══ Provided records ══
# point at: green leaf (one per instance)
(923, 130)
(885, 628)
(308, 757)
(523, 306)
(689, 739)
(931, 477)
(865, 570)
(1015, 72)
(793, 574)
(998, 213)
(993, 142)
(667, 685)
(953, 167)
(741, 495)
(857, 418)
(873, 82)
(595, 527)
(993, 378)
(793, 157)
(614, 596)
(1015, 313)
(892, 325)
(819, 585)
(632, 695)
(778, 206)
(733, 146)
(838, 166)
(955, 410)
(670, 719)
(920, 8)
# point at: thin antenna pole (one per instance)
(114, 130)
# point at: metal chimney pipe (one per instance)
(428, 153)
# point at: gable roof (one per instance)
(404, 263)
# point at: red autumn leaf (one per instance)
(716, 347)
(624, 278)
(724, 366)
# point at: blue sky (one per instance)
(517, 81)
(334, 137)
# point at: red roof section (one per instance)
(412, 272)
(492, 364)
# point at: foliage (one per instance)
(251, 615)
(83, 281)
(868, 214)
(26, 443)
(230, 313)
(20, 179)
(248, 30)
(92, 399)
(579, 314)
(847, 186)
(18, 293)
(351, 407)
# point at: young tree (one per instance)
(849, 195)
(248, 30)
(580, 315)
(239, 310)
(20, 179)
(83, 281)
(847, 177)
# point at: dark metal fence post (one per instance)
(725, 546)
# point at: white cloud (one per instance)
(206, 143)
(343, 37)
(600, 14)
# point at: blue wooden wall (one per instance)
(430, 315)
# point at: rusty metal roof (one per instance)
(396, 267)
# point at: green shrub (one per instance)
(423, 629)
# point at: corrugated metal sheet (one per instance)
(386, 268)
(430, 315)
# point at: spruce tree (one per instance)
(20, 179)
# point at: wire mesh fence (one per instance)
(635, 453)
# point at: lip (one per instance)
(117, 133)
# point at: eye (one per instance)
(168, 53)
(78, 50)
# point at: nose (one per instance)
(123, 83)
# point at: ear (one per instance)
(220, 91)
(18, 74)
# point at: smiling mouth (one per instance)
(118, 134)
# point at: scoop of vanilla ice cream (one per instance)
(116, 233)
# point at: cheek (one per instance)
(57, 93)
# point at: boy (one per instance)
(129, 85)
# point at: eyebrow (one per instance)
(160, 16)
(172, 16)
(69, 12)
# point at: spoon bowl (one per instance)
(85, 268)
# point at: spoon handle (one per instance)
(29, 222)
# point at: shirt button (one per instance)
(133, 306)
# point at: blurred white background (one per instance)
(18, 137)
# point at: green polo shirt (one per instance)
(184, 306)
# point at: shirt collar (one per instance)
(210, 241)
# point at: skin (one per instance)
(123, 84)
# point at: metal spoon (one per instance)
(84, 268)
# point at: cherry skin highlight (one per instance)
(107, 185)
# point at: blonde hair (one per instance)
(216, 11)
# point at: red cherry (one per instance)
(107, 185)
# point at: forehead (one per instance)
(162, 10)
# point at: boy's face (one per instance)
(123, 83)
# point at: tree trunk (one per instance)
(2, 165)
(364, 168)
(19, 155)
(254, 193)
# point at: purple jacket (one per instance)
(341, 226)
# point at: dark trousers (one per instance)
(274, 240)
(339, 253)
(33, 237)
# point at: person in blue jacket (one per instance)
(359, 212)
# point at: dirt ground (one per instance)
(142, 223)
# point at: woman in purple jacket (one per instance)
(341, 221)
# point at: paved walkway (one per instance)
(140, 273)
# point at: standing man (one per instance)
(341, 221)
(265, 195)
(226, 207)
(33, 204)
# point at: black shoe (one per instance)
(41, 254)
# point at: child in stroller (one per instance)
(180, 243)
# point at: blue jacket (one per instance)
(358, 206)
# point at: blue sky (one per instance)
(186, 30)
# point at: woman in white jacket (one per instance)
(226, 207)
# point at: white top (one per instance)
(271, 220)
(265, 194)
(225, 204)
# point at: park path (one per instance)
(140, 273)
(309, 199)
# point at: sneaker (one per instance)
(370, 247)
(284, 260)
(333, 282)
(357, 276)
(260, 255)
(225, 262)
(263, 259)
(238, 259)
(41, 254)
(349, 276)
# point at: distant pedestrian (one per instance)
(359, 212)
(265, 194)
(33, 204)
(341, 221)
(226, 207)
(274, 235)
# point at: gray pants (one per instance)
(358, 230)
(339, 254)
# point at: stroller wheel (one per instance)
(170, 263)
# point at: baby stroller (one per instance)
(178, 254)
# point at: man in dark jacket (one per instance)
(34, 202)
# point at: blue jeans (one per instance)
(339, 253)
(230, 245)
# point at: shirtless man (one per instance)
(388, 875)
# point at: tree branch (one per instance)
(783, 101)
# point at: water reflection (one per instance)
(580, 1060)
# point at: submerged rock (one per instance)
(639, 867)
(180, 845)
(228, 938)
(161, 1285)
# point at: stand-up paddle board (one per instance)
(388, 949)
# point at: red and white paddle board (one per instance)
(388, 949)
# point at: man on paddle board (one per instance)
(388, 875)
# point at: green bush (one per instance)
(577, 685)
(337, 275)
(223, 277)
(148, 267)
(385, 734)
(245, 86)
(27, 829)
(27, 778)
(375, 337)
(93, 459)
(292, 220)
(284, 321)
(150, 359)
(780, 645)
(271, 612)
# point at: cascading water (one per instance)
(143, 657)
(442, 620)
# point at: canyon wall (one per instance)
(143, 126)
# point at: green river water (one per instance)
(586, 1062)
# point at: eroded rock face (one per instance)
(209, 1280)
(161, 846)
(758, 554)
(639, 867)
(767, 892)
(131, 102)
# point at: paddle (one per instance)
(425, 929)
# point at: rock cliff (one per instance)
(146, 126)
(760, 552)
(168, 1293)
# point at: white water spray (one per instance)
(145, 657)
═══
[What you should do] Copy the entries above exactly, leaving none out.

[Output]
# point at: green leaf (one per instance)
(923, 130)
(885, 628)
(308, 757)
(523, 306)
(689, 739)
(931, 477)
(865, 570)
(1015, 72)
(793, 574)
(998, 213)
(993, 142)
(667, 685)
(953, 167)
(741, 495)
(857, 418)
(873, 82)
(595, 527)
(993, 378)
(793, 157)
(614, 596)
(1015, 313)
(892, 325)
(819, 585)
(632, 695)
(778, 206)
(733, 146)
(838, 166)
(955, 410)
(670, 719)
(920, 8)
# point at: thin antenna pole (one per instance)
(114, 130)
# point at: metal chimney pipe (one per instance)
(428, 153)
# point at: gable roof (one per instance)
(404, 263)
# point at: red autumn leaf (one per instance)
(716, 347)
(624, 278)
(724, 366)
# point at: blue sky (one per instance)
(517, 81)
(334, 137)
# point at: red roof section (one per instance)
(412, 272)
(492, 364)
# point at: foliage (one per instance)
(251, 615)
(83, 281)
(868, 214)
(26, 443)
(230, 313)
(20, 179)
(248, 30)
(92, 399)
(579, 314)
(847, 186)
(18, 293)
(351, 407)
# point at: young tree (one per instance)
(849, 195)
(248, 30)
(580, 315)
(239, 310)
(20, 179)
(83, 281)
(847, 177)
# point at: dark metal fence post (one per instance)
(725, 546)
# point at: white cloud (one per instance)
(206, 143)
(343, 37)
(600, 14)
# point at: blue wooden wall (one per instance)
(430, 315)
# point at: rusty metal roof (one per instance)
(396, 267)
# point at: green shrub (one per instance)
(423, 629)
# point at: corrugated metal sheet (one per instance)
(386, 268)
(430, 315)
# point at: spruce tree (one per instance)
(20, 179)
# point at: wire mesh fence (one per instance)
(635, 453)
# point at: lip (one per instance)
(117, 133)
# point at: eye (one per instance)
(168, 53)
(78, 50)
# point at: nose (one per instance)
(123, 83)
# point at: ear (one per instance)
(220, 91)
(18, 74)
# point at: smiling mouth (one per instance)
(118, 134)
# point at: scoop of vanilla ice cream (one per instance)
(116, 233)
# point at: cheek (one per instance)
(57, 93)
# point at: boy (one per instance)
(129, 85)
# point at: eyebrow (one per instance)
(160, 16)
(172, 16)
(69, 12)
# point at: spoon bowl (one per instance)
(85, 268)
# point at: spoon handle (one per instance)
(29, 222)
# point at: shirt button (one per instance)
(133, 306)
# point at: blurred white background (one per instance)
(18, 137)
# point at: green polo shirt (one per instance)
(184, 306)
# point at: shirt collar (one per instance)
(210, 241)
# point at: skin (one per instance)
(123, 84)
# point at: metal spoon (one per instance)
(84, 268)
# point at: cherry skin highlight (one per instance)
(107, 185)
# point at: blonde hair (one per instance)
(216, 11)
# point at: red cherry (one per instance)
(107, 185)
# point at: forehead (one per instance)
(162, 10)
# point at: boy's face (one per instance)
(123, 83)
# point at: tree trunk (one per instance)
(2, 165)
(364, 168)
(19, 155)
(254, 193)
# point at: purple jacket (one per instance)
(341, 226)
# point at: dark trousers (one per instance)
(274, 240)
(339, 253)
(33, 237)
# point at: person in blue jacket (one per instance)
(359, 212)
# point at: dirt ground (one per instance)
(142, 223)
# point at: woman in purple jacket (one per instance)
(341, 221)
# point at: paved walkway (one per instance)
(140, 273)
# point at: standing man (one per instance)
(341, 221)
(265, 195)
(226, 207)
(33, 204)
# point at: black shoe (one per instance)
(41, 254)
# point at: child in stroller (one per instance)
(180, 243)
# point at: blue jacket (one per instance)
(358, 206)
# point at: blue sky (one per instance)
(186, 30)
# point at: woman in white jacket (one per instance)
(226, 207)
# point at: white top (one per instance)
(271, 220)
(265, 194)
(225, 204)
# point at: park path (one per instance)
(140, 273)
(309, 199)
# point at: sneaker (one per instance)
(370, 247)
(284, 260)
(333, 282)
(357, 276)
(260, 255)
(225, 262)
(263, 259)
(238, 259)
(41, 254)
(349, 276)
# point at: distant pedestrian (one per instance)
(359, 212)
(265, 194)
(33, 204)
(341, 221)
(226, 207)
(274, 235)
# point at: gray pants (one per instance)
(358, 230)
(339, 254)
# point at: stroller wheel (one per instance)
(170, 263)
# point at: baby stroller (one per instance)
(178, 254)
# point at: man in dark jacket (one per instance)
(34, 202)
# point at: blue jeans (one per instance)
(339, 253)
(230, 245)
# point at: shirtless man (one per instance)
(388, 875)
# point at: tree branch (one per instance)
(783, 101)
# point at: water reflection (one per instance)
(580, 1060)
# point at: submerged rock (one per instance)
(639, 867)
(180, 845)
(228, 938)
(161, 1285)
# point at: stand-up paddle board (one per instance)
(388, 949)
# point at: red and white paddle board (one per instance)
(388, 949)
# point at: man on paddle board (one per instance)
(388, 875)
# point at: green bush (one per instance)
(577, 685)
(337, 275)
(223, 277)
(148, 267)
(385, 734)
(245, 86)
(27, 829)
(27, 778)
(375, 337)
(93, 459)
(292, 220)
(284, 321)
(150, 359)
(780, 645)
(271, 612)
# point at: cascading water (one per instance)
(143, 657)
(442, 620)
# point at: canyon wall (one per instance)
(143, 126)
# point at: green river water (one per instance)
(586, 1062)
# point at: eroded rock face (one per instance)
(209, 1280)
(161, 846)
(758, 554)
(639, 867)
(767, 892)
(131, 102)
# point at: paddle (one per instance)
(425, 929)
# point at: rock cliff (one per instance)
(146, 126)
(760, 552)
(168, 1293)
# point at: white water spray (one per instance)
(145, 657)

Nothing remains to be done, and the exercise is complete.